Dataset records:
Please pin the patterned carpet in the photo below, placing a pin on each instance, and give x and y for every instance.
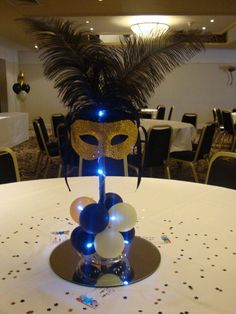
(27, 157)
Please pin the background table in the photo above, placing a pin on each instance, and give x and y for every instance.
(14, 128)
(197, 271)
(182, 133)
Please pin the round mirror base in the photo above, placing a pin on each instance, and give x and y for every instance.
(142, 260)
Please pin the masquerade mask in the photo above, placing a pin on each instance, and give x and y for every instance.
(92, 140)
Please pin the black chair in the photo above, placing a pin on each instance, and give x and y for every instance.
(69, 158)
(47, 148)
(214, 112)
(222, 170)
(133, 158)
(160, 112)
(9, 171)
(170, 112)
(202, 151)
(56, 119)
(145, 115)
(157, 150)
(229, 129)
(190, 118)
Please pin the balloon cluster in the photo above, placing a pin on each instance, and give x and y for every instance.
(21, 88)
(104, 228)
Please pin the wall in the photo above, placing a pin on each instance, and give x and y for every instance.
(42, 99)
(197, 87)
(10, 55)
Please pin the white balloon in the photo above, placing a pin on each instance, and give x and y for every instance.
(78, 205)
(109, 243)
(123, 217)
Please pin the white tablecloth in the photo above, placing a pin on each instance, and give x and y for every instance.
(197, 273)
(182, 136)
(14, 128)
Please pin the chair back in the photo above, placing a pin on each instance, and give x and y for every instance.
(160, 112)
(190, 118)
(70, 159)
(228, 122)
(158, 146)
(9, 171)
(222, 170)
(205, 141)
(43, 129)
(214, 112)
(38, 134)
(219, 118)
(56, 119)
(145, 115)
(170, 112)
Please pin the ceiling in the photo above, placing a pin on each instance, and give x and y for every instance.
(109, 17)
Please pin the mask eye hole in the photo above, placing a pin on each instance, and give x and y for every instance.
(89, 139)
(118, 139)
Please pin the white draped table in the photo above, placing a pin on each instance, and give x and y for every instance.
(197, 273)
(14, 128)
(182, 133)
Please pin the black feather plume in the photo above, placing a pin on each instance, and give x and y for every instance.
(87, 72)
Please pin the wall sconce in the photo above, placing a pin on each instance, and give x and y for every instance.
(149, 29)
(229, 69)
(21, 88)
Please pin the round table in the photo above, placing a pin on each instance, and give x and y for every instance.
(198, 262)
(182, 133)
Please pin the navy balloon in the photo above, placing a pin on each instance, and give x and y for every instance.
(94, 218)
(112, 199)
(82, 241)
(25, 87)
(128, 236)
(16, 88)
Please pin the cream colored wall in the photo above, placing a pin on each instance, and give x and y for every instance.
(10, 55)
(197, 87)
(42, 99)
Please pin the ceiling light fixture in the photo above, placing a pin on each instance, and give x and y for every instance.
(149, 29)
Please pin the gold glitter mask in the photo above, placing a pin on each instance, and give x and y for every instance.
(92, 140)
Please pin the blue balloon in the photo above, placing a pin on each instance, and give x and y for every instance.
(112, 199)
(94, 218)
(82, 241)
(128, 236)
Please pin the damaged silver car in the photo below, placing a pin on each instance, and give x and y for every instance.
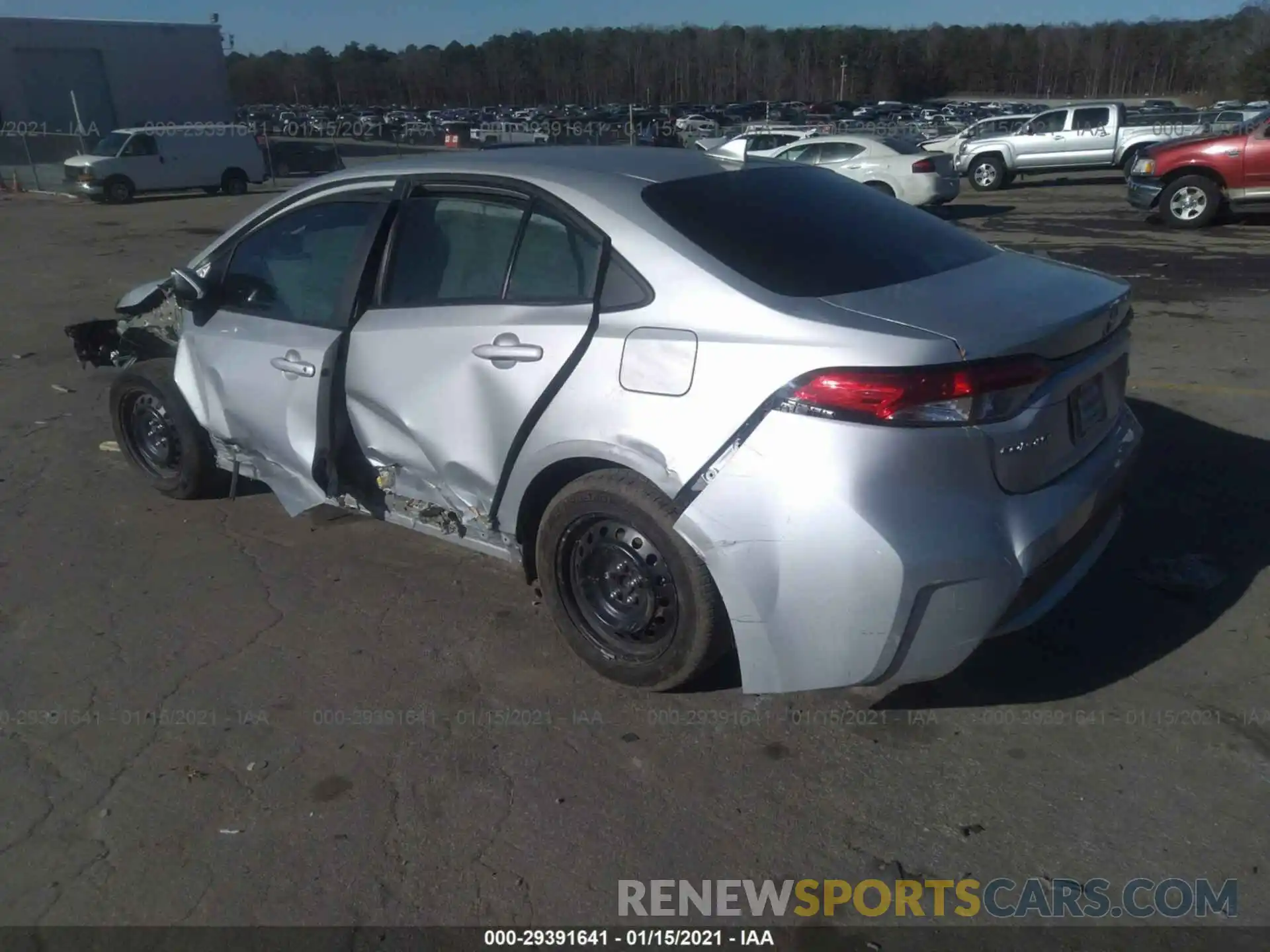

Task instructions:
Count the lines in the entries above that contain the string "below", treating uppercase and lowercase as different. Reply with the number only.

Complete answer:
2